Written instruction 1: According to the extract on complexity control in rule based models, which three steps make up the pre-processing of training data involved in scaling down data?
Written instruction 2: In the extract on complexity control in rule based models, rewrite the part from "2 Significance of" up to and including "predicting unseen instances.", replacing "black box" with "opaque".

Extract:
***
The rest of this paper is organized as follows: Section 2 argues why complexity
control is important for rule based models to be applied in real world. Section 3
identifies a list of impact factors that affect complexity of rule based models as well
as analyze in depth how these identified factors impact on model complexity. Section 4 introduces two main techniques, namely scaling up algorithms and scaling
down data, towards effective complexity control in rule based models. In particular,
scaling up algorithms involves proper use of statistical heuristics for rule generation
and effective assistance from rule simplification, and scaling down data involves
effective pre-processing of training data, which includes feature selection, feature
extraction and attribute discretization. Section 5 describes setup of the experimental
3
studies, and results are presented and discussed critically and comparatively in order
to show the extent to which the techniques used for complexity reduction are effective. Section 6 summaries the contributions of this paper and provides some suggestions for further directions towards advances in this research area.
2 Significance of Complexity Control
As mentioned in Section 1, model complexity usually impacts on accuracy, efficiency and interpretability. This section justifies why it is important to effectively
control the complexity of a rule based model.
As mentioned in [3], rule based models can be used in practice for the purpose
of knowledge discovery and predictive modelling. For the latter purpose, rule based
models are used in a black box manner, which means that the emphasis is on the
mapping from inputs to outputs without interpretation of the reasons, i.e. to predict
the values of the outputs on the basis of the values of the inputs. In this context, rule
based models need to be both accurate and efficient in predicting unseen instances.
***
Information supplied:
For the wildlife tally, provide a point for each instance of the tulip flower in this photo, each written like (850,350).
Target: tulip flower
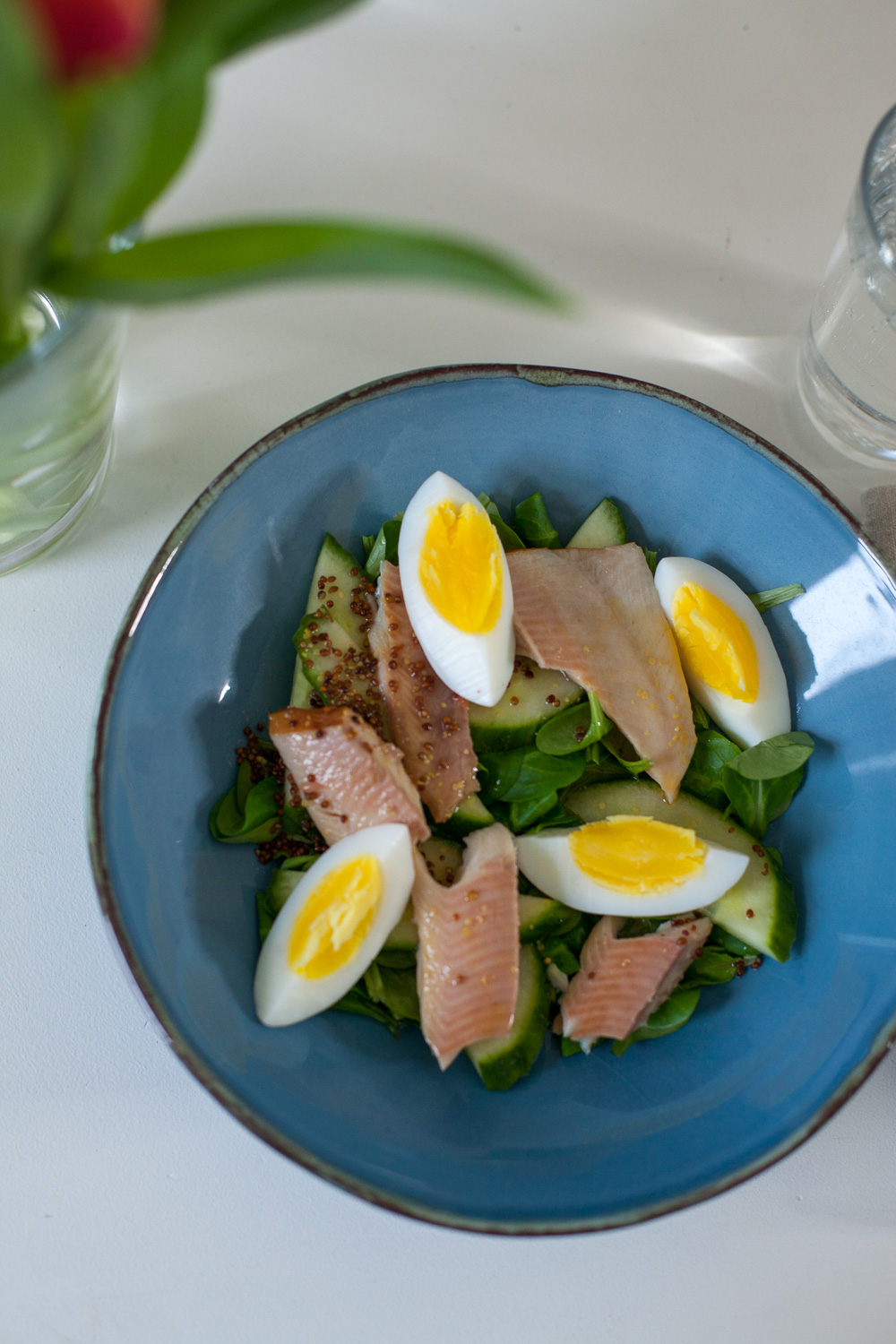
***
Reply 1: Feature selection, feature extraction and attribute discretization.

Reply 2:
2 Significance of Complexity Control
As mentioned in Section 1, model complexity usually impacts on accuracy, efficiency and interpretability. This section justifies why it is important to effectively
control the complexity of a rule based model.
As mentioned in [3], rule based models can be used in practice for the purpose
of knowledge discovery and predictive modelling. For the latter purpose, rule based
models are used in a opaque manner, which means that the emphasis is on the
mapping from inputs to outputs without interpretation of the reasons, i.e. to predict
the values of the outputs on the basis of the values of the inputs. In this context, rule
based models need to be both accurate and efficient in predicting unseen instances.